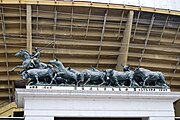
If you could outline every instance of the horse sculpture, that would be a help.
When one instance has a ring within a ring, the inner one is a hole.
[[[105,83],[106,74],[97,69],[81,71],[81,82],[86,85],[88,82],[98,84],[98,86]]]
[[[142,86],[153,84],[168,87],[164,75],[158,71],[154,72],[145,68],[136,68],[134,70],[134,76],[143,81]]]
[[[54,75],[54,70],[51,66],[48,65],[46,69],[29,69],[29,70],[24,70],[21,73],[22,79],[28,79],[30,78],[31,81],[36,81],[36,84],[39,84],[39,79],[45,79],[45,77],[50,77],[50,84],[53,83],[55,79]]]
[[[11,71],[14,71],[16,68],[22,68],[24,70],[27,70],[29,68],[33,68],[33,65],[31,64],[31,55],[26,50],[19,50],[16,54],[16,57],[23,57],[22,65],[18,65],[14,67]]]
[[[50,60],[49,63],[57,67],[58,76],[67,79],[70,84],[75,83],[76,86],[78,85],[78,73],[66,69],[58,59]]]
[[[112,86],[132,86],[134,72],[128,66],[123,66],[124,72],[119,72],[113,69],[106,69],[104,72],[109,78],[107,83]]]
[[[11,71],[14,71],[16,68],[21,68],[24,70],[32,69],[32,68],[47,68],[47,64],[40,62],[38,67],[34,67],[33,63],[31,62],[31,55],[26,50],[19,50],[16,54],[16,57],[23,57],[22,65],[18,65],[14,67]]]

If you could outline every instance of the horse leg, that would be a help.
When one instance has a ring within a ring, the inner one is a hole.
[[[35,79],[36,79],[36,84],[39,84],[39,79],[38,79],[38,75],[35,75]]]
[[[106,82],[104,81],[104,76],[101,76],[101,80],[102,80],[102,83],[99,84],[98,86],[101,86],[101,85],[103,85],[104,83],[106,83]]]
[[[119,84],[117,78],[115,78],[115,84],[118,85],[118,87],[120,87],[120,84]]]
[[[24,68],[24,66],[23,66],[23,65],[18,65],[18,66],[16,66],[16,67],[12,68],[10,71],[11,71],[11,72],[14,72],[14,70],[15,70],[16,68]]]
[[[143,82],[143,87],[145,87],[147,80],[149,80],[149,77],[146,77],[146,78],[145,78],[145,80],[144,80],[144,82]]]
[[[87,81],[84,83],[84,86],[85,86],[89,81],[91,81],[91,77],[89,77],[89,78],[87,79]]]
[[[51,74],[50,77],[51,77],[51,83],[50,83],[50,85],[53,83],[53,81],[54,81],[54,82],[56,83],[56,85],[57,85],[57,81],[55,80],[55,78],[57,77],[57,74],[55,74],[54,77],[53,77],[52,74]]]

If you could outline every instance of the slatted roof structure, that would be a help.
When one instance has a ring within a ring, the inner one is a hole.
[[[35,47],[42,49],[42,62],[57,57],[77,70],[93,66],[121,71],[120,65],[128,64],[161,71],[172,91],[180,91],[178,14],[86,2],[1,2],[1,100],[11,100],[14,81],[21,80],[21,69],[10,72],[22,62],[15,53],[32,53]]]

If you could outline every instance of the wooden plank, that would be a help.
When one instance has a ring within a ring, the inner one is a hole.
[[[152,29],[152,26],[153,26],[153,23],[154,23],[154,19],[155,19],[155,17],[154,17],[154,14],[153,14],[153,15],[152,15],[152,18],[151,18],[151,23],[150,23],[149,28],[148,28],[147,36],[146,36],[146,39],[145,39],[145,42],[144,42],[144,48],[143,48],[143,50],[142,50],[142,52],[141,52],[141,57],[140,57],[140,59],[139,59],[139,66],[141,66],[141,62],[142,62],[142,59],[143,59],[143,55],[144,55],[144,53],[145,53],[145,50],[146,50],[146,47],[147,47],[147,44],[148,44],[149,35],[150,35],[150,33],[151,33],[151,29]]]
[[[129,11],[128,21],[126,23],[126,28],[124,31],[124,37],[122,39],[123,46],[121,46],[121,48],[119,49],[119,56],[117,58],[116,70],[121,69],[121,64],[125,65],[127,63],[133,16],[134,16],[134,11]]]
[[[107,15],[108,15],[108,9],[106,10],[105,15],[104,15],[104,21],[103,21],[103,27],[102,27],[102,32],[101,32],[100,46],[99,46],[99,53],[98,53],[98,57],[97,57],[96,68],[98,68],[99,59],[100,59],[100,56],[101,56],[102,42],[103,42],[103,39],[104,39],[104,32],[105,32],[105,27],[106,27]]]
[[[90,2],[71,2],[71,1],[46,1],[46,0],[1,0],[1,4],[39,4],[39,5],[57,5],[57,6],[77,6],[77,7],[95,7],[95,8],[110,8],[110,9],[124,9],[124,10],[135,10],[135,11],[145,11],[153,13],[171,14],[180,16],[179,11],[169,10],[169,9],[157,9],[157,8],[147,8],[143,6],[131,6],[122,4],[102,4],[102,3],[90,3]]]
[[[31,5],[26,5],[26,31],[27,31],[27,51],[32,54],[32,17]]]

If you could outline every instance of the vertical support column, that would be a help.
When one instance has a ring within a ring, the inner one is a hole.
[[[133,16],[134,16],[134,11],[129,11],[126,28],[124,30],[124,36],[122,39],[122,47],[119,49],[119,56],[117,58],[116,70],[121,69],[121,64],[123,65],[127,64]]]
[[[31,18],[31,5],[26,5],[26,32],[27,32],[27,51],[32,53],[32,18]]]

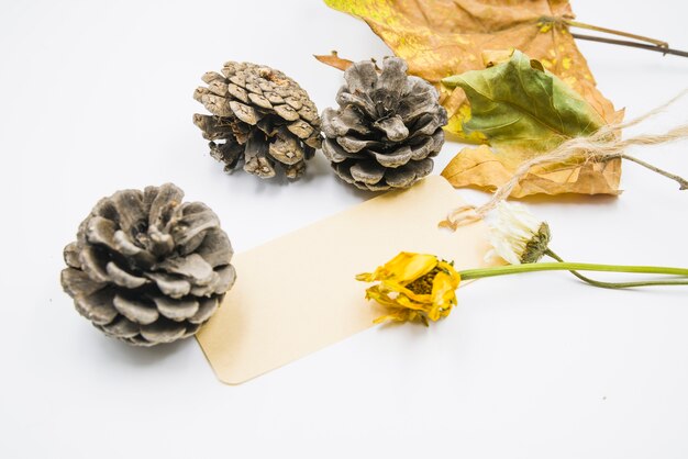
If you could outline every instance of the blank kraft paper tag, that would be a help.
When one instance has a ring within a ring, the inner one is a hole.
[[[238,384],[373,326],[381,310],[354,277],[399,251],[487,266],[482,223],[437,228],[463,204],[433,176],[237,254],[236,283],[197,335],[218,378]]]

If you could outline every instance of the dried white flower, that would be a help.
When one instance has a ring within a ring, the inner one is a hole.
[[[498,255],[511,265],[535,262],[547,250],[550,226],[521,204],[500,202],[489,238],[493,249],[486,259]]]

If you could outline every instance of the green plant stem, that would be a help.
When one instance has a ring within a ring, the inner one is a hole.
[[[517,275],[534,271],[606,271],[606,272],[635,272],[645,275],[680,276],[685,279],[673,281],[688,281],[688,268],[669,268],[664,266],[624,266],[596,265],[586,262],[533,262],[523,265],[495,266],[490,268],[465,269],[458,271],[462,279],[480,279],[495,276]]]
[[[552,249],[547,249],[545,251],[551,258],[554,258],[558,262],[565,262],[558,255],[556,255]],[[603,282],[600,280],[590,279],[587,276],[581,275],[578,271],[572,270],[569,271],[572,275],[576,276],[584,282],[589,283],[593,287],[599,287],[601,289],[629,289],[633,287],[648,287],[648,286],[688,286],[688,279],[665,279],[665,280],[647,280],[647,281],[636,281],[636,282]]]

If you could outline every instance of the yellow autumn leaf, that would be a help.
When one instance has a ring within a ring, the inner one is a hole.
[[[556,75],[577,92],[604,123],[623,112],[596,88],[585,57],[565,21],[574,19],[568,0],[325,0],[340,11],[363,19],[396,55],[409,63],[409,72],[424,78],[441,92],[450,121],[445,130],[458,139],[488,143],[480,130],[466,132],[473,113],[460,87],[441,80],[491,67],[518,48]],[[491,52],[497,49],[497,52]],[[510,51],[507,51],[510,49]],[[495,190],[518,165],[539,152],[496,154],[487,147],[462,150],[443,171],[455,187]],[[545,193],[618,193],[621,160],[573,163],[530,171],[513,197]]]

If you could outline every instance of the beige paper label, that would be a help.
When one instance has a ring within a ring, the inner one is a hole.
[[[218,378],[238,384],[373,326],[381,311],[354,277],[399,251],[434,254],[457,269],[487,266],[482,223],[437,228],[459,205],[433,176],[237,254],[236,283],[197,335]]]

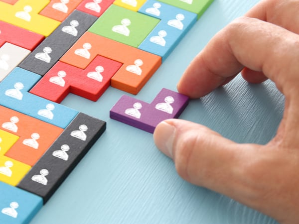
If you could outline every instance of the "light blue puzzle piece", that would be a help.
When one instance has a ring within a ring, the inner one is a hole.
[[[28,224],[42,205],[41,197],[0,182],[0,223]]]
[[[65,128],[78,112],[28,93],[40,78],[15,68],[0,83],[0,105]]]
[[[139,12],[160,19],[138,48],[160,56],[164,61],[196,21],[195,13],[149,0]]]

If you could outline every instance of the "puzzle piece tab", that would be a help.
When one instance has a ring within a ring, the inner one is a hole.
[[[0,223],[29,224],[42,207],[41,198],[1,182],[0,192]]]
[[[105,122],[80,113],[17,187],[46,203],[105,129]]]
[[[64,128],[78,112],[28,93],[40,78],[15,68],[0,83],[0,105]]]
[[[159,20],[112,4],[89,32],[137,47]]]
[[[161,63],[158,56],[89,32],[60,61],[84,69],[98,55],[123,63],[112,77],[111,86],[135,95]]]
[[[110,117],[153,133],[166,119],[177,118],[188,105],[188,97],[162,89],[150,104],[124,95],[110,110]]]
[[[57,62],[30,93],[60,103],[69,93],[96,101],[122,64],[99,55],[85,69]]]
[[[48,36],[60,23],[38,14],[48,3],[48,0],[19,0],[11,5],[0,1],[0,20]]]

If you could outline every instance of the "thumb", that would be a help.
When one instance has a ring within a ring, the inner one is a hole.
[[[257,157],[264,157],[261,151],[266,150],[259,150],[264,146],[237,144],[207,127],[175,119],[158,124],[153,138],[187,181],[247,205],[258,197],[252,168],[259,163]]]

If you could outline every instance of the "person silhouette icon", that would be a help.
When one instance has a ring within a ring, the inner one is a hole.
[[[65,85],[65,81],[63,79],[66,76],[66,73],[63,70],[59,71],[57,72],[58,76],[52,76],[49,79],[49,81],[50,83],[53,83],[62,87]]]
[[[158,36],[154,36],[150,37],[150,41],[153,43],[158,44],[159,45],[165,47],[166,41],[164,37],[167,36],[167,33],[165,30],[160,30],[158,32]]]
[[[139,111],[142,108],[142,104],[140,103],[135,103],[133,105],[134,108],[129,108],[125,111],[125,113],[134,117],[140,119],[141,113]]]
[[[98,82],[102,82],[103,81],[103,76],[101,73],[104,72],[104,68],[103,66],[99,65],[96,67],[95,70],[95,72],[89,72],[87,73],[87,77]]]
[[[135,65],[130,65],[127,66],[126,70],[128,72],[141,76],[142,74],[142,70],[140,66],[143,65],[143,61],[141,59],[136,59],[134,61]]]
[[[99,4],[102,2],[102,0],[93,0],[93,2],[86,3],[84,7],[96,12],[100,12],[101,11],[101,6]]]
[[[4,166],[0,166],[0,174],[11,177],[12,171],[10,168],[13,166],[13,163],[11,161],[7,160],[4,163]]]
[[[170,19],[167,22],[167,24],[177,29],[182,30],[184,24],[181,22],[185,18],[185,16],[182,13],[178,13],[175,16],[176,19]]]
[[[52,7],[54,9],[62,11],[66,13],[68,10],[68,7],[66,5],[69,2],[69,0],[60,0],[60,2],[56,2],[53,4]]]
[[[79,126],[79,130],[73,131],[71,132],[71,136],[85,141],[86,140],[86,134],[84,133],[87,130],[88,127],[85,124],[81,124]]]
[[[4,54],[1,55],[0,57],[0,69],[3,70],[8,70],[9,68],[9,65],[7,63],[9,60],[9,55],[6,54]]]
[[[137,1],[136,0],[122,0],[122,2],[133,6],[133,7],[137,6]]]
[[[89,43],[85,43],[83,44],[83,48],[77,49],[75,51],[75,54],[83,58],[89,59],[90,58],[90,53],[88,50],[91,49],[91,44]]]
[[[193,2],[193,0],[179,0],[181,1],[182,1],[183,2],[186,2],[187,4],[191,4]]]
[[[17,126],[15,124],[19,121],[18,117],[16,116],[13,116],[10,117],[10,122],[5,122],[2,124],[2,127],[9,130],[13,132],[17,132]]]
[[[146,12],[156,15],[157,16],[159,16],[161,12],[159,9],[158,9],[158,8],[160,8],[161,7],[161,4],[160,4],[159,2],[155,2],[153,3],[152,6],[153,7],[150,8],[147,8],[146,9]]]
[[[46,109],[40,110],[37,112],[37,114],[52,120],[54,117],[54,114],[51,111],[53,111],[54,109],[55,106],[53,104],[48,104],[46,106]]]
[[[79,25],[79,22],[76,20],[73,20],[70,22],[69,26],[63,26],[61,29],[62,32],[66,33],[72,35],[74,36],[77,36],[78,35],[78,30],[76,28]]]
[[[36,59],[49,63],[51,61],[51,57],[49,56],[49,54],[52,53],[52,48],[50,47],[44,47],[43,51],[43,52],[39,52],[35,54],[34,57]]]
[[[121,22],[122,25],[117,25],[113,26],[112,31],[120,34],[129,36],[130,35],[130,29],[127,26],[131,24],[131,20],[128,18],[124,18],[122,19]]]
[[[157,104],[155,108],[159,111],[166,112],[167,113],[172,114],[173,112],[173,108],[170,105],[174,102],[173,98],[170,96],[166,97],[164,99],[165,103]]]
[[[14,15],[15,17],[30,22],[31,20],[31,15],[29,13],[32,11],[32,8],[30,5],[26,5],[23,8],[24,11],[18,11],[15,13]]]
[[[13,86],[14,89],[10,89],[5,92],[5,95],[7,97],[12,97],[21,101],[23,99],[23,94],[20,91],[24,88],[22,83],[15,83]]]
[[[4,208],[1,210],[1,213],[4,215],[10,216],[14,218],[17,217],[17,212],[15,210],[18,208],[19,205],[17,202],[12,202],[9,204],[9,208]]]
[[[23,144],[35,149],[38,148],[38,142],[36,140],[39,138],[39,134],[33,133],[31,135],[31,138],[27,138],[23,140]]]
[[[67,161],[68,159],[68,155],[66,153],[70,150],[70,146],[68,145],[64,144],[60,147],[60,150],[56,150],[53,152],[52,155],[55,157],[59,158],[64,161]]]
[[[39,173],[40,174],[32,176],[31,180],[43,185],[46,185],[48,183],[48,180],[46,178],[46,176],[49,174],[49,171],[46,169],[42,169],[40,170]]]

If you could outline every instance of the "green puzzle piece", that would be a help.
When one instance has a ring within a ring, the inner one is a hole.
[[[159,21],[157,18],[112,4],[88,31],[138,47]]]
[[[178,8],[197,14],[197,19],[203,14],[214,0],[158,0]]]

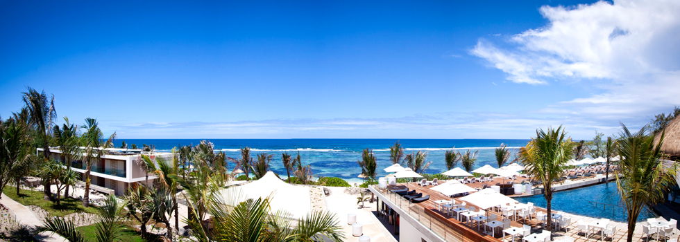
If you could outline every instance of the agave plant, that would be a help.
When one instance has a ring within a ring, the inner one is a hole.
[[[248,199],[214,193],[209,207],[214,227],[208,232],[198,219],[185,219],[198,241],[332,241],[345,238],[334,214],[316,211],[294,223],[284,211],[272,211],[271,197]],[[227,201],[227,199],[231,201]]]
[[[455,149],[456,147],[453,147]],[[461,160],[461,153],[459,151],[454,151],[451,149],[450,151],[446,151],[444,153],[444,162],[446,163],[446,169],[452,169],[458,165],[458,162]]]
[[[257,161],[250,165],[253,167],[253,174],[256,179],[262,178],[269,171],[269,162],[274,155],[266,153],[258,153]]]
[[[473,167],[475,167],[475,162],[477,162],[477,155],[479,153],[477,150],[475,153],[470,153],[470,150],[465,151],[462,156],[461,156],[461,165],[463,165],[463,168],[468,172],[473,170]]]
[[[498,168],[502,167],[510,159],[510,151],[507,149],[507,145],[500,144],[500,147],[495,149],[496,164],[498,165]]]

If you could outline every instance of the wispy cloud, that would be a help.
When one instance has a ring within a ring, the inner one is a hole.
[[[470,50],[515,83],[567,81],[593,89],[540,112],[640,121],[680,104],[680,2],[600,1],[540,11],[549,24],[506,39],[512,47],[480,39]]]

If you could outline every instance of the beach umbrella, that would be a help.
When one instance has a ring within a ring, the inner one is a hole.
[[[460,167],[456,167],[448,171],[441,174],[442,175],[446,175],[448,176],[473,176],[473,174],[468,171],[464,171]]]
[[[394,177],[398,178],[422,178],[423,176],[416,173],[411,168],[406,168],[404,170],[395,173]],[[406,183],[406,187],[409,187],[409,182]]]
[[[593,161],[594,161],[595,163],[597,163],[597,162],[607,162],[607,160],[605,159],[604,157],[600,156],[600,157],[598,157],[598,158],[595,158],[595,160],[593,160]]]
[[[517,163],[512,163],[509,165],[506,165],[504,167],[500,167],[499,169],[511,171],[523,171],[524,167]]]
[[[399,172],[404,170],[404,167],[399,164],[394,164],[385,168],[385,172]]]
[[[441,192],[448,196],[453,196],[464,192],[473,192],[477,191],[474,188],[466,186],[460,183],[452,183],[451,181],[433,187],[432,189]]]
[[[485,166],[473,170],[473,173],[479,173],[484,175],[493,174],[494,174],[493,172],[495,171],[497,169],[498,169],[491,167],[491,165],[486,165]],[[488,185],[488,180],[486,180],[486,185]]]
[[[489,188],[464,196],[461,200],[474,204],[483,210],[488,210],[507,203],[517,203],[515,199],[509,198]]]

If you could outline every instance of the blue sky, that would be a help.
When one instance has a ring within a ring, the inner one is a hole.
[[[121,138],[588,139],[680,104],[678,5],[2,1],[0,115],[30,86]]]

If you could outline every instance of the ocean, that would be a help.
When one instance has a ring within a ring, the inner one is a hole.
[[[119,139],[116,146],[125,141],[129,147],[132,144],[142,147],[142,144],[152,144],[156,151],[169,151],[173,147],[187,145],[196,145],[200,139]],[[311,165],[314,176],[335,176],[352,183],[360,183],[357,178],[362,172],[357,161],[362,158],[362,150],[371,149],[377,160],[378,176],[387,174],[382,169],[391,165],[389,161],[389,147],[397,142],[396,139],[212,139],[207,140],[214,144],[215,151],[223,151],[228,157],[240,158],[239,149],[248,147],[251,149],[251,156],[267,153],[273,154],[270,163],[272,171],[279,174],[286,174],[281,162],[281,153],[299,151],[303,165]],[[529,140],[432,140],[402,139],[398,140],[404,148],[405,155],[418,151],[427,152],[426,160],[432,164],[425,173],[438,174],[446,171],[444,153],[455,147],[461,153],[469,149],[470,152],[479,150],[475,167],[485,165],[497,167],[494,149],[502,143],[507,145],[514,155],[515,151],[524,147]],[[511,157],[511,160],[514,157]],[[230,163],[233,169],[235,164]],[[461,167],[460,164],[458,165]],[[462,167],[461,167],[462,168]]]

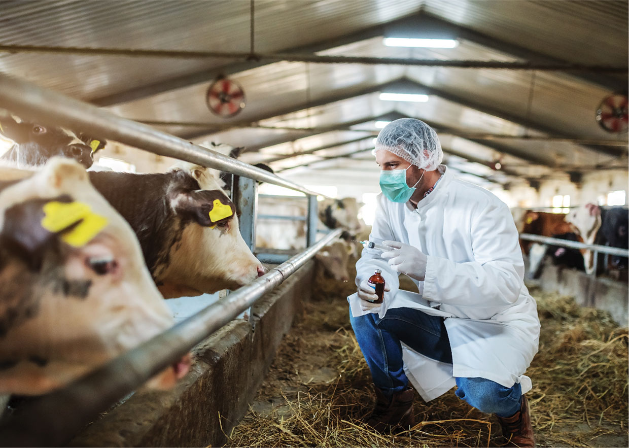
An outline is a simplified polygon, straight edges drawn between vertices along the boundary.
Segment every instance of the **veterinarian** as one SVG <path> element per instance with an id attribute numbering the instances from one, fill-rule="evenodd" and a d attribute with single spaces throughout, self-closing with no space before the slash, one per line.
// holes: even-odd
<path id="1" fill-rule="evenodd" d="M 412 426 L 411 385 L 426 401 L 456 385 L 459 398 L 498 416 L 507 446 L 534 446 L 525 372 L 540 322 L 509 208 L 440 165 L 439 139 L 421 121 L 387 125 L 374 154 L 382 194 L 369 239 L 391 250 L 363 250 L 348 298 L 376 395 L 367 424 Z M 386 281 L 381 305 L 367 283 L 376 269 Z M 418 293 L 399 289 L 399 274 Z"/>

***

What this task involves ▸ Extract the lines from the line with "If you could outline every instance of the slatted" to the line with "[[[31,5],[26,5],[26,31],[27,31],[27,51],[32,54],[32,17]]]", both included, and repeat them exactly.

The result ▸
If you could outline every instance of the slatted roof structure, that would be a help.
When one instance has a ring within a ring, the inner one is a hole.
[[[35,47],[42,49],[42,62],[57,57],[77,70],[93,66],[121,71],[120,65],[128,64],[161,71],[172,91],[180,91],[178,14],[86,2],[1,2],[1,100],[11,100],[14,81],[21,80],[21,69],[10,72],[22,62],[15,53],[32,53]]]

If you could outline every instance of the wooden plank, that would be a help.
When one instance has a ring within a ring, the inner one is a hole.
[[[152,29],[152,26],[153,26],[153,23],[154,23],[154,19],[155,19],[155,17],[154,17],[154,14],[153,14],[153,15],[152,15],[152,18],[151,18],[151,23],[150,23],[149,28],[148,28],[147,36],[146,36],[146,39],[145,39],[145,42],[144,42],[144,48],[143,48],[143,50],[142,50],[142,52],[141,52],[141,57],[140,57],[140,59],[139,59],[139,66],[141,66],[141,62],[142,62],[142,59],[143,59],[143,55],[144,55],[144,53],[145,53],[145,50],[146,50],[146,47],[147,47],[147,44],[148,44],[149,35],[150,35],[150,33],[151,33],[151,29]]]
[[[129,11],[128,21],[126,23],[126,28],[124,31],[124,37],[122,39],[123,46],[121,46],[121,48],[119,49],[119,56],[117,58],[116,70],[121,69],[121,64],[125,65],[127,63],[133,16],[134,16],[134,11]]]
[[[107,15],[108,15],[108,9],[106,10],[105,15],[104,15],[104,21],[103,21],[103,27],[102,27],[102,32],[101,32],[100,46],[99,46],[99,53],[98,53],[98,57],[97,57],[96,68],[98,68],[99,59],[100,59],[100,56],[101,56],[102,42],[103,42],[103,39],[104,39],[104,32],[105,32],[105,27],[106,27]]]
[[[90,2],[71,2],[71,1],[46,1],[46,0],[1,0],[1,4],[39,4],[39,5],[57,5],[57,6],[77,6],[77,7],[95,7],[95,8],[110,8],[110,9],[124,9],[124,10],[135,10],[135,11],[145,11],[153,13],[171,14],[180,16],[179,11],[169,10],[169,9],[157,9],[157,8],[147,8],[143,6],[131,6],[122,4],[102,4],[102,3],[90,3]]]
[[[31,5],[26,5],[26,31],[27,31],[27,51],[32,54],[32,17]]]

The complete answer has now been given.